Exercise:
Find the line that contains "point_to MUST indicate the rolling". Repeat that line and all lines following it, exactly, through the end of the listing below.

** start Source material **

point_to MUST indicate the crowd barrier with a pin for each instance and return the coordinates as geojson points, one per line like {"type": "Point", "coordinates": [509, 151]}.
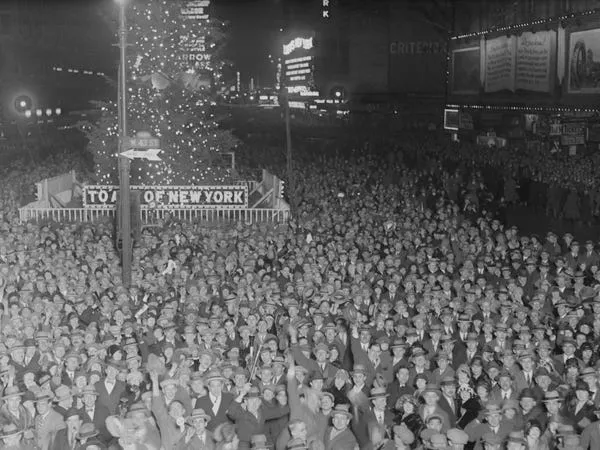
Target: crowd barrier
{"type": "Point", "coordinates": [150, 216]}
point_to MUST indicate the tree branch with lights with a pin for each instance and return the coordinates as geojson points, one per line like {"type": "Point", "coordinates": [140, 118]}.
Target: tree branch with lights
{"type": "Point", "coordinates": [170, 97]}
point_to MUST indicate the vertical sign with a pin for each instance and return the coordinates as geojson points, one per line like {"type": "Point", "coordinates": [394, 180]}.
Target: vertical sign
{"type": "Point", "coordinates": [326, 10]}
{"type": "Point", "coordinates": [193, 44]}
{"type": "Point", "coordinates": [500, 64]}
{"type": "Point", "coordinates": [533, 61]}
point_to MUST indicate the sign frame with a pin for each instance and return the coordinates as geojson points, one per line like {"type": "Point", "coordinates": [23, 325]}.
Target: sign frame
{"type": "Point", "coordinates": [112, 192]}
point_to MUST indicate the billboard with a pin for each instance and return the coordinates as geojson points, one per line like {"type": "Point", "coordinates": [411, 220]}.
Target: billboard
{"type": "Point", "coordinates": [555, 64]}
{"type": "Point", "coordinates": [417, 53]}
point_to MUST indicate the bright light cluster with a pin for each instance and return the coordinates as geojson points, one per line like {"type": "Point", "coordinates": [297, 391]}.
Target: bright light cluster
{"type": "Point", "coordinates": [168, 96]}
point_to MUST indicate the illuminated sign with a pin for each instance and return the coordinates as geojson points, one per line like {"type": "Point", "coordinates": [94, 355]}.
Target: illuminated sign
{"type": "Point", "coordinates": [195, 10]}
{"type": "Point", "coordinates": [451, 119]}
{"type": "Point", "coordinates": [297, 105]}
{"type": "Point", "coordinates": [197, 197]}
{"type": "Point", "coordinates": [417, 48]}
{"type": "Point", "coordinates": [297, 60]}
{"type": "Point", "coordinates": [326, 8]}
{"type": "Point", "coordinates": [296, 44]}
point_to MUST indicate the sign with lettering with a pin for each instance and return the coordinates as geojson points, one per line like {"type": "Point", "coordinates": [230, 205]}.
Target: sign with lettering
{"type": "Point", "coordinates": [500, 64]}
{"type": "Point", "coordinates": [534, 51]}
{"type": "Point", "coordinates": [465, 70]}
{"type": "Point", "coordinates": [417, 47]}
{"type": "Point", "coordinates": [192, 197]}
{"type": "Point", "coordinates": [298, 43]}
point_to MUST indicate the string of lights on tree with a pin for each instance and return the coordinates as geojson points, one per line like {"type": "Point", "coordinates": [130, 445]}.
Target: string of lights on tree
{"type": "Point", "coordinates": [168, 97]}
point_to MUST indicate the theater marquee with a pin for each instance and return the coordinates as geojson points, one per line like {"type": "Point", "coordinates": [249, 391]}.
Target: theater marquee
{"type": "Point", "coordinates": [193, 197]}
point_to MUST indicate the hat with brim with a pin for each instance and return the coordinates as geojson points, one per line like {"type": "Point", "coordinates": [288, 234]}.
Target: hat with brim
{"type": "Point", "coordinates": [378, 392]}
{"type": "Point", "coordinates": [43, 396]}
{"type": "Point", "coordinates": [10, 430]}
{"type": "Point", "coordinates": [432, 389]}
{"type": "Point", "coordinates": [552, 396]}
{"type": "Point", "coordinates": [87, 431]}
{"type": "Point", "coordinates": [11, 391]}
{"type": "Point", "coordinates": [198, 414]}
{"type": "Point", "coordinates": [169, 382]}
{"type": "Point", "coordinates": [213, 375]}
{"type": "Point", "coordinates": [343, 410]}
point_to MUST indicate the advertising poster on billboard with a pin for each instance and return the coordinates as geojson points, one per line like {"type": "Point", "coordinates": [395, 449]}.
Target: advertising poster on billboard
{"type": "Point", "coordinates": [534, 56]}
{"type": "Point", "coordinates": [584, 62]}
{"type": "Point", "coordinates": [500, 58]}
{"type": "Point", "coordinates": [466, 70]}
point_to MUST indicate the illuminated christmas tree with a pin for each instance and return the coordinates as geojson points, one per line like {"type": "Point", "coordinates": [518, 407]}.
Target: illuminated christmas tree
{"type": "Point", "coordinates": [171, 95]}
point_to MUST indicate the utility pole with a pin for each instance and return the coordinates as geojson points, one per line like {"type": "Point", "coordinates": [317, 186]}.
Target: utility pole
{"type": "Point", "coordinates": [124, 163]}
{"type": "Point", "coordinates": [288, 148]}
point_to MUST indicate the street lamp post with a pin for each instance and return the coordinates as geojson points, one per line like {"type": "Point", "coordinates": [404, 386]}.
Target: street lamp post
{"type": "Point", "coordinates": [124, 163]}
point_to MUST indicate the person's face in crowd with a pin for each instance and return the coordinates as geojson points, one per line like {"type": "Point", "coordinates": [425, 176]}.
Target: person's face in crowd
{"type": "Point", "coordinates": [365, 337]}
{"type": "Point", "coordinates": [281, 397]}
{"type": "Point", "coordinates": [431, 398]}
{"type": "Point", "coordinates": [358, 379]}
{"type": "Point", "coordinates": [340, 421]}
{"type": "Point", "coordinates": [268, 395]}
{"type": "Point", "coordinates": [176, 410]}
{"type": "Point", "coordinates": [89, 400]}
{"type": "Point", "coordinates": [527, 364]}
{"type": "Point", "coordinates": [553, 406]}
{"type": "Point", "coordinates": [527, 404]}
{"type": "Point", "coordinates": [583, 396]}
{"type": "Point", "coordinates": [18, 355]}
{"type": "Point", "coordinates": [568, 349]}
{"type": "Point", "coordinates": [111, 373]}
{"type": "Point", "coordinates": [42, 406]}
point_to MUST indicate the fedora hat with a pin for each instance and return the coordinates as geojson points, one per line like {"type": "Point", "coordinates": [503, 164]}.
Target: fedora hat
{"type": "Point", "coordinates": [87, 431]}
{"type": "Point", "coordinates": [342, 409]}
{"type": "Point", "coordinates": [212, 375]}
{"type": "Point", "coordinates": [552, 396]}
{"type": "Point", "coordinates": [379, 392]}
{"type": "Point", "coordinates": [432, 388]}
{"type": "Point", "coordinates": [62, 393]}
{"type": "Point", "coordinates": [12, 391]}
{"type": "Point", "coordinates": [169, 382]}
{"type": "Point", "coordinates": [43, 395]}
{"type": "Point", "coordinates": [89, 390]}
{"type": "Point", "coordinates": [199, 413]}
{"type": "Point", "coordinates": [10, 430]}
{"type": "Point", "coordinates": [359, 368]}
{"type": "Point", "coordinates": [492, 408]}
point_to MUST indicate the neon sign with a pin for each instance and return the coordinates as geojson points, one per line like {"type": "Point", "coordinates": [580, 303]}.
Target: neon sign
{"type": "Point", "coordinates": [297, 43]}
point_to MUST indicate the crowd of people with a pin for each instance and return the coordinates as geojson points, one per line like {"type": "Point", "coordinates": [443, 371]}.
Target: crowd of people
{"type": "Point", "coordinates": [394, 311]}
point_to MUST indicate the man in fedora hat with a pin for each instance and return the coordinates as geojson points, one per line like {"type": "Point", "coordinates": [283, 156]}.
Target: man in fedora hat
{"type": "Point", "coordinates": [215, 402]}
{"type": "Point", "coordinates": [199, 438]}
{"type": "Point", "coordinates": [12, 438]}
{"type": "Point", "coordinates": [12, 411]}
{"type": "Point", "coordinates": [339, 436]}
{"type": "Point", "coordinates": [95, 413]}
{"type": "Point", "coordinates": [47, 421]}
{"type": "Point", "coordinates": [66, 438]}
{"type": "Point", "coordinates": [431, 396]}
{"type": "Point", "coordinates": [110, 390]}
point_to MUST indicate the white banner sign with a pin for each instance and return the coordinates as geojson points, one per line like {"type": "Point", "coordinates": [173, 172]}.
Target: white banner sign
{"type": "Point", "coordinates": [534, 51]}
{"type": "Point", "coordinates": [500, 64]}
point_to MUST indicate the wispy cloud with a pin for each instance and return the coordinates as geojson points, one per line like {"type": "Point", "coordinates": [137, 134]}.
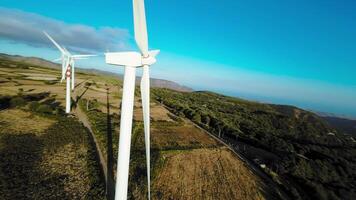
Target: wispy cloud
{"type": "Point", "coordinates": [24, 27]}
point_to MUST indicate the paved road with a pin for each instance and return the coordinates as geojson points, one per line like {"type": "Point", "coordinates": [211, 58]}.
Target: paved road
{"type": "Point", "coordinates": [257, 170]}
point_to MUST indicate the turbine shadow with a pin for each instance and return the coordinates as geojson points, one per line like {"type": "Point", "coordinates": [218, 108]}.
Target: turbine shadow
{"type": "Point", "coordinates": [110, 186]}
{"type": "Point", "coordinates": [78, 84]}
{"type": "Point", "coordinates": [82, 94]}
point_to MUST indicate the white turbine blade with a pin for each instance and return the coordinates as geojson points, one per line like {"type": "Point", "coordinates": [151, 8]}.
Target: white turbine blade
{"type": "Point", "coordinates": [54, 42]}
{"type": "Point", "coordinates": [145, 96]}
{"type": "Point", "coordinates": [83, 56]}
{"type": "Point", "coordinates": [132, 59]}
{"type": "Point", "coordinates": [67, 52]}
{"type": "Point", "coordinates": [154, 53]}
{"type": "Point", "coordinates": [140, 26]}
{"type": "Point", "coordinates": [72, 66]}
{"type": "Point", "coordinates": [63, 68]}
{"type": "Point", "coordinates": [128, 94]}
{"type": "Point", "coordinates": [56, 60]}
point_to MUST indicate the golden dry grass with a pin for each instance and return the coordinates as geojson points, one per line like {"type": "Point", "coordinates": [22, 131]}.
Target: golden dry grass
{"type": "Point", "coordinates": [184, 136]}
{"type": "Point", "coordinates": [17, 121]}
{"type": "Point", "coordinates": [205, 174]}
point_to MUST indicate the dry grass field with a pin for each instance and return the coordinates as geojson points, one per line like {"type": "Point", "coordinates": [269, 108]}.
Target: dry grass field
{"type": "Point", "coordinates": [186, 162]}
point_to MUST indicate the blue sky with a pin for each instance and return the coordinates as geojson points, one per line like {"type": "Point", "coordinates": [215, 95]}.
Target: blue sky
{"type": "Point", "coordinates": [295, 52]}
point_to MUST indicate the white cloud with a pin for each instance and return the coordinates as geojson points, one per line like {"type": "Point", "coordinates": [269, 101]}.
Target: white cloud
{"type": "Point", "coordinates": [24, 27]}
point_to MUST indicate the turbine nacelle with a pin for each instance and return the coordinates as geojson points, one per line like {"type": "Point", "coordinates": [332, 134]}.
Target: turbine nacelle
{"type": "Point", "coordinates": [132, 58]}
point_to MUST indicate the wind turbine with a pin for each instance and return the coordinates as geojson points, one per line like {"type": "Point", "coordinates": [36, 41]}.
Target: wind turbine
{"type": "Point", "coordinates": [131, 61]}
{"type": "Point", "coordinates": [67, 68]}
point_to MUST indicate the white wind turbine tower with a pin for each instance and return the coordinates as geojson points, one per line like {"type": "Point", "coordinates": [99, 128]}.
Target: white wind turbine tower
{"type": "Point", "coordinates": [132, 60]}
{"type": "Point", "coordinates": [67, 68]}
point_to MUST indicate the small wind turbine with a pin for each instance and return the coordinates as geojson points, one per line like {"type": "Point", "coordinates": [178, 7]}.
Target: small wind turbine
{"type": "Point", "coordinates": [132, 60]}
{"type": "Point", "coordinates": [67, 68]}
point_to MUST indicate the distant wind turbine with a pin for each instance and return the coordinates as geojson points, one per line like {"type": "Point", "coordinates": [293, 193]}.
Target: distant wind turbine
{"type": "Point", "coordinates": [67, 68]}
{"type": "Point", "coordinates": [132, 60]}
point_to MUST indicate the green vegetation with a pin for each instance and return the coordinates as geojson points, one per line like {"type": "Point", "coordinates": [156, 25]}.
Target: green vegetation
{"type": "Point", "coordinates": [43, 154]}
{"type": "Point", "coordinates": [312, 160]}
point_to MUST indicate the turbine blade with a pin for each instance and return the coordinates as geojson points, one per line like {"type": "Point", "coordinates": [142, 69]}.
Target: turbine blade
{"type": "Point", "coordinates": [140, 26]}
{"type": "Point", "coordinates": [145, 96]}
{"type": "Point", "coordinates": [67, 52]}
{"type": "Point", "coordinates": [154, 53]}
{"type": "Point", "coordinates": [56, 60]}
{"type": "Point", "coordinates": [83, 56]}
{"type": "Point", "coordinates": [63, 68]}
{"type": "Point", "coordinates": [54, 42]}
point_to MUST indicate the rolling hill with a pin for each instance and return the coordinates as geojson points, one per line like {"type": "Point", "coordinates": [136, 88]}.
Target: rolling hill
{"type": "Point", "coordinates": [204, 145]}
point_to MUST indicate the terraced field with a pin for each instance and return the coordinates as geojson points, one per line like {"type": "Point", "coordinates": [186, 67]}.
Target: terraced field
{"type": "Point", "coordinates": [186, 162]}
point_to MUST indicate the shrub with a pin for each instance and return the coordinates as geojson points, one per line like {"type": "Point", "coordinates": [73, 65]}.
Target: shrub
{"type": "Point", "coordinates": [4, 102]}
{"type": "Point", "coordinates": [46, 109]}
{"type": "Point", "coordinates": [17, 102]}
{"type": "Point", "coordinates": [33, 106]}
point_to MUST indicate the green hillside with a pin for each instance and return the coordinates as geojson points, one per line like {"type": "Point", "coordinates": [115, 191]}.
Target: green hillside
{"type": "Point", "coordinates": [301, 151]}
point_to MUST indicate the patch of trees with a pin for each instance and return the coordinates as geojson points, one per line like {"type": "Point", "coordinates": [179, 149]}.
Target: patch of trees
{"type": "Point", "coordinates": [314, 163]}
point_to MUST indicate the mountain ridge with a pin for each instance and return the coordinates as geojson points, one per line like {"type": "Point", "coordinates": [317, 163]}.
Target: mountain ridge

** end Source material **

Solved problem:
point_to MUST indicate the rolling hill with a pin for each instance and return the coordinates as geojson points, one per line like {"type": "Point", "coordinates": [136, 88]}.
Target: rolling hill
{"type": "Point", "coordinates": [204, 145]}
point_to MUST indicate the terraced field with a pin for each instance and return the coordinates as geojson points, one per line like {"type": "Point", "coordinates": [186, 67]}.
Target: terraced field
{"type": "Point", "coordinates": [186, 162]}
point_to MUST indicate the shrub with a pin for each instance and return the coordinates as geojson points, one per line like {"type": "Point", "coordinates": [73, 65]}.
Target: shrub
{"type": "Point", "coordinates": [4, 102]}
{"type": "Point", "coordinates": [46, 109]}
{"type": "Point", "coordinates": [17, 102]}
{"type": "Point", "coordinates": [33, 106]}
point_to MUST indicate the green hillside with a pin for each instance and return the coordinates as geojson points, one per line like {"type": "Point", "coordinates": [115, 191]}.
Target: green hillside
{"type": "Point", "coordinates": [301, 151]}
point_to MUST indicate the patch of trees with a pin for each instance and return the coordinates as geojson points, one per line like {"type": "Point", "coordinates": [179, 149]}.
Target: patch of trees
{"type": "Point", "coordinates": [314, 163]}
point_to MUST indicate the mountain ridge with a pin for each instance and return the coordinates as geojson points, one per line like {"type": "Point", "coordinates": [317, 163]}.
Target: mountain ridge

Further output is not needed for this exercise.